(Data entries)
⟨

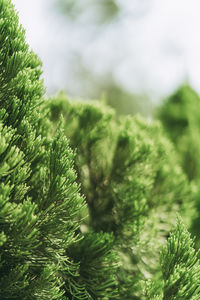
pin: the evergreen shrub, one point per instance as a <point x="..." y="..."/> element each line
<point x="87" y="199"/>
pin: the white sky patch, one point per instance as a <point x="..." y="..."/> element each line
<point x="151" y="54"/>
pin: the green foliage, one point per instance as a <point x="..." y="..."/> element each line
<point x="180" y="117"/>
<point x="133" y="185"/>
<point x="56" y="243"/>
<point x="180" y="266"/>
<point x="40" y="204"/>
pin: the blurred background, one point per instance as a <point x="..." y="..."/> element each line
<point x="133" y="53"/>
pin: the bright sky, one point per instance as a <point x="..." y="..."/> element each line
<point x="152" y="54"/>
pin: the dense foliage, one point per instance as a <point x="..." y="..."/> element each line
<point x="87" y="198"/>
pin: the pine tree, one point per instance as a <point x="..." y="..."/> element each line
<point x="40" y="202"/>
<point x="180" y="116"/>
<point x="180" y="266"/>
<point x="87" y="198"/>
<point x="133" y="184"/>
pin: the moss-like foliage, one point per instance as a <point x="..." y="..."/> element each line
<point x="87" y="198"/>
<point x="40" y="203"/>
<point x="129" y="173"/>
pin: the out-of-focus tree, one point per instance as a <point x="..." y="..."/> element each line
<point x="103" y="11"/>
<point x="99" y="17"/>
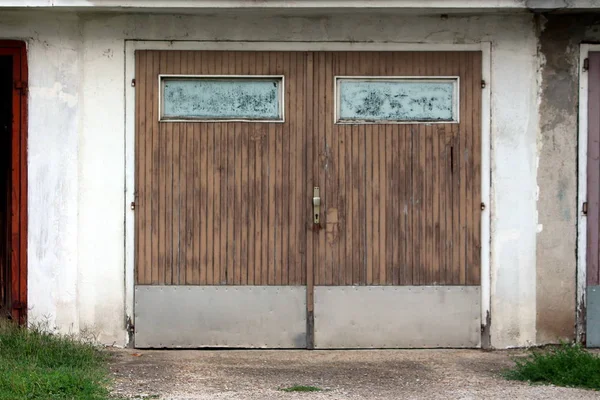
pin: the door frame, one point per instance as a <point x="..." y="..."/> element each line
<point x="582" y="142"/>
<point x="129" y="139"/>
<point x="18" y="242"/>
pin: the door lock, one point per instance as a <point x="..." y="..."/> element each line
<point x="316" y="206"/>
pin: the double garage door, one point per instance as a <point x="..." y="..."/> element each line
<point x="307" y="199"/>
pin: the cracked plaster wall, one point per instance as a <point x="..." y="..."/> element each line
<point x="77" y="165"/>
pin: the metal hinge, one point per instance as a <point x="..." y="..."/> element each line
<point x="18" y="305"/>
<point x="21" y="85"/>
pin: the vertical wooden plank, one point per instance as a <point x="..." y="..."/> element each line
<point x="221" y="157"/>
<point x="474" y="277"/>
<point x="163" y="144"/>
<point x="321" y="92"/>
<point x="17" y="175"/>
<point x="366" y="257"/>
<point x="300" y="175"/>
<point x="468" y="166"/>
<point x="329" y="173"/>
<point x="389" y="207"/>
<point x="456" y="246"/>
<point x="264" y="190"/>
<point x="310" y="243"/>
<point x="186" y="181"/>
<point x="142" y="61"/>
<point x="340" y="133"/>
<point x="250" y="194"/>
<point x="280" y="199"/>
<point x="404" y="269"/>
<point x="291" y="108"/>
<point x="267" y="251"/>
<point x="272" y="151"/>
<point x="155" y="175"/>
<point x="147" y="146"/>
<point x="593" y="170"/>
<point x="397" y="133"/>
<point x="464" y="133"/>
<point x="348" y="216"/>
<point x="382" y="157"/>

⟩

→ EXERCISE BRIEF: The images are to be left out; every line above should be set down exactly.

→ EXERCISE ANSWER:
pin: the evergreen shrub, one point per instance as a <point x="..." y="..."/> element each line
<point x="87" y="199"/>
pin: the white sky patch, one point per instance as a <point x="..." y="..."/> element each line
<point x="151" y="54"/>
pin: the green foliage, one point per instance as a <point x="..." y="..."/> element each line
<point x="180" y="117"/>
<point x="133" y="185"/>
<point x="56" y="243"/>
<point x="180" y="266"/>
<point x="40" y="204"/>
pin: the blurred background, one point per instance as a <point x="..." y="..."/> element each line
<point x="133" y="53"/>
pin: the bright sky, one point per instance as a <point x="..." y="..."/> element each line
<point x="152" y="54"/>
pin: the dense foliage, one point per instance as a <point x="..." y="..."/> element each line
<point x="87" y="198"/>
pin: the pine tree, one point per instance as a <point x="..." y="..."/> element each line
<point x="40" y="202"/>
<point x="180" y="116"/>
<point x="180" y="266"/>
<point x="87" y="198"/>
<point x="133" y="184"/>
pin: the moss-like foliage, one point per instance as a <point x="..." y="..."/> element each line
<point x="87" y="198"/>
<point x="40" y="203"/>
<point x="129" y="173"/>
pin: the out-of-focus tree, one point per instance as a <point x="..." y="..."/> element each line
<point x="103" y="11"/>
<point x="99" y="17"/>
pin: the door frame, one point per instance as a <point x="..." y="..."/> element each line
<point x="582" y="142"/>
<point x="129" y="139"/>
<point x="18" y="242"/>
pin: the door lock, one point per instance as a <point x="..." y="..."/> element each line
<point x="316" y="206"/>
pin: the double garage door, one point per instance as a <point x="..." y="..."/> element each line
<point x="307" y="199"/>
pin: the cracked plaster wall, one point per instance as a <point x="..." y="..."/> element each line
<point x="77" y="165"/>
pin: the metal hinge, one point per instance as a <point x="..." y="..."/> element each line
<point x="18" y="305"/>
<point x="21" y="85"/>
pin: the vertical wooden plank, one point per instance as a <point x="..." y="..."/> element each line
<point x="221" y="157"/>
<point x="474" y="277"/>
<point x="163" y="144"/>
<point x="321" y="92"/>
<point x="17" y="175"/>
<point x="366" y="257"/>
<point x="300" y="175"/>
<point x="468" y="166"/>
<point x="329" y="173"/>
<point x="389" y="207"/>
<point x="456" y="246"/>
<point x="264" y="190"/>
<point x="310" y="243"/>
<point x="186" y="181"/>
<point x="142" y="61"/>
<point x="340" y="133"/>
<point x="250" y="194"/>
<point x="280" y="199"/>
<point x="404" y="269"/>
<point x="291" y="108"/>
<point x="267" y="251"/>
<point x="272" y="151"/>
<point x="155" y="175"/>
<point x="147" y="146"/>
<point x="593" y="170"/>
<point x="397" y="133"/>
<point x="464" y="133"/>
<point x="348" y="216"/>
<point x="382" y="157"/>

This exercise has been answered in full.